### Source document:
Committee heard that HR1 will change the administrative‑cost match for SNAP, shifting costs so the state bears roughly 75% of administrative costs (25% federal) from Oct. 1, 2026. DHHS estimates a partial FY27 state impact of about $4.4 million and a full‑year impact of roughly $5.9–6.0 million; department officials said benefits themselves would not be cut but administrative shortfalls will require budget adjustments.

House Bill 17‑50, a supplemental appropriation for SNAP administrative costs, was discussed at the Feb. 9 work session after lawmakers reviewed a federal change that alters the federal/state split for SNAP administrative costs.

Department witnesses confirmed that an HR1 provision will take effect on Oct. 1, 2026 that changes the administrative match. Nathan White and DHHS staff said the working assumption is that the federal/state administrative split will move to roughly 25% federal / 75% state for the administration line beginning that date. "That was an HR 1 starting 10/01/2026," Nathan White said when asked for the primary source.

DHHS provided an initial estimate of the budgetary impact: a partial FY27 state administrative increase of an estimated $4.4 million (three‑quarters of the year) and a potential full‑year effect in subsequent fiscal years closer to $5.9–6.0 million. The department noted that the SNAP benefit dollars themselves do not appear in the state budget (those are federal benefit payments), but administrative costs—staffing, contracts and integrated eligibility operations—do. The department said it would bring a detailed dashboard to the fiscal committee with line‑by‑line allocations and proposed ratios to help the legislature understand per‑recipient administrative costs.

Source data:
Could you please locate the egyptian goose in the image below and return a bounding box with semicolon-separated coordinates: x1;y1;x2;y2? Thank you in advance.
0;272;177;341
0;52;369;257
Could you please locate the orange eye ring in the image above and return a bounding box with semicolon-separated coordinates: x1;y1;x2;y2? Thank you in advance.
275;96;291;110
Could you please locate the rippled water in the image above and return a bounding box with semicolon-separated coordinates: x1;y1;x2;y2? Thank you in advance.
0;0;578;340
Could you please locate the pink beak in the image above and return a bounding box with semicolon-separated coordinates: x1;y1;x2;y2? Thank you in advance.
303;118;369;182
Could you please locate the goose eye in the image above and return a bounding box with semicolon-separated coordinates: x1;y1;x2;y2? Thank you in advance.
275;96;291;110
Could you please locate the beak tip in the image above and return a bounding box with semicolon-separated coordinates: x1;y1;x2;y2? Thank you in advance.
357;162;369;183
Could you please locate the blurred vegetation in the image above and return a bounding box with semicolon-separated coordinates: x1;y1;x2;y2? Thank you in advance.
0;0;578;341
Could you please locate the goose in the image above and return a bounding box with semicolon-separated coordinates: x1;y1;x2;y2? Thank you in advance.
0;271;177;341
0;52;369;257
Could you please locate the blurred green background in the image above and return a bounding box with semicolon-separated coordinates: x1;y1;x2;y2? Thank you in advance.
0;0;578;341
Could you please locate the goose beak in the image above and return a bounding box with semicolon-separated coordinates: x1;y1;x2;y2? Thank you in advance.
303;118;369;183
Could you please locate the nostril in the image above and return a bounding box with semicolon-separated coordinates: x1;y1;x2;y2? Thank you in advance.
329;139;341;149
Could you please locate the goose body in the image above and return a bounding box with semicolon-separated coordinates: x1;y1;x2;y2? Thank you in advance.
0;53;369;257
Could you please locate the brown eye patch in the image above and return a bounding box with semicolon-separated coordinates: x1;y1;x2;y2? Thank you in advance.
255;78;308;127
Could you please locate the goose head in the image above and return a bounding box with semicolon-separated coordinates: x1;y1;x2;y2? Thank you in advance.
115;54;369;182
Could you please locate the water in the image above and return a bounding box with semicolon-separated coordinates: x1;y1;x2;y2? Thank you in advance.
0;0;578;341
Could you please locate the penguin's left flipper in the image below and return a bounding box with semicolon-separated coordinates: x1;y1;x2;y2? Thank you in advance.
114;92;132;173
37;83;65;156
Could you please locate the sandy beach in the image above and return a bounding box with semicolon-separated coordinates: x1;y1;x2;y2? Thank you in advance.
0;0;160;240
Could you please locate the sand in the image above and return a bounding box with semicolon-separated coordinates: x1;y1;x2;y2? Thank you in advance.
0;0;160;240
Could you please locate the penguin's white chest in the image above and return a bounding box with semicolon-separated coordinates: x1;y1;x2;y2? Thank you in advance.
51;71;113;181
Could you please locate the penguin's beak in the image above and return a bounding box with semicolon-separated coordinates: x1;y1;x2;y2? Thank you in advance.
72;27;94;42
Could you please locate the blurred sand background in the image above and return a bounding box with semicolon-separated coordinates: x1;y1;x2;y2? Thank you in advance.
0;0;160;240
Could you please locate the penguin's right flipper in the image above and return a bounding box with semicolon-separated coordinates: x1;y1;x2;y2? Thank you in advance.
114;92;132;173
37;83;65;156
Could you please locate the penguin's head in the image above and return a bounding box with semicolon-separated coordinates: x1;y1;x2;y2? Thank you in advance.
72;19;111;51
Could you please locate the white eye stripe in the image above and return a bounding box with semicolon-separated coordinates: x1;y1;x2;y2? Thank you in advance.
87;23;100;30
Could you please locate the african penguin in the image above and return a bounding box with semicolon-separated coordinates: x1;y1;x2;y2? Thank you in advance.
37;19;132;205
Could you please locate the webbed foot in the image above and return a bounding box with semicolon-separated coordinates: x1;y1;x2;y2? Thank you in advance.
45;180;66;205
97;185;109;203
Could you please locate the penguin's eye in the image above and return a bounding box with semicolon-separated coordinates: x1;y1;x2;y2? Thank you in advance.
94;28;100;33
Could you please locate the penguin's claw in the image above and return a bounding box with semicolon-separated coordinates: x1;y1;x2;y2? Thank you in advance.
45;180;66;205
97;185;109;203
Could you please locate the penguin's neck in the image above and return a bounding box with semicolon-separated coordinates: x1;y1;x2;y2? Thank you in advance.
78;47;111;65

### Problem set:
[1] Using the SNAP hearing summary, explain why the department says SNAP benefit dollars do not appear in the state budget while administrative costs do, in one to three sentences.
[2] Please write what comes next in the SNAP hearing summary, picking up after its final sentence.
None of the source data lines is needed.

### Task results:
[1] SNAP benefit dollars do not appear in the state budget because they are federal benefit payments. Administrative costs, such as staffing, contracts and integrated eligibility operations, are carried in the state budget.

[2]
Members were particularly focused on error rates and program integrity. DHHS reported a federal FY24 error rate of 7.57% (below the national average at the time of reporting) and warned that HR1 creates a new 5% threshold for purposes of increased state financial obligations starting Oct. 1, 2027: states with error rates above that threshold could face higher costs. DHHS distinguished administrative error rates from fraud investigations, noting that referrals for possible fraud are a small fraction of total cases and that error rates largely reflect eligibility documentation or reporting problems rather than intentional wrongdoing.

Legislators asked what would happen if the state does not appropriate the administrative shortfall. DHHS said benefits to recipients themselves would not be directly cut by the department’s administrative shortfall, but a lack of appropriation would require the department to identify alternate in‑budget reductions or transfers to cover administrative obligations.

The committee asked DHHS to return with a detailed fiscal dashboard, an accounting of the administrative positions and vacancies in integrated eligibility units, and a review of how prior temporary funds were applied so members could understand whether any existing surpluses could be repurposed.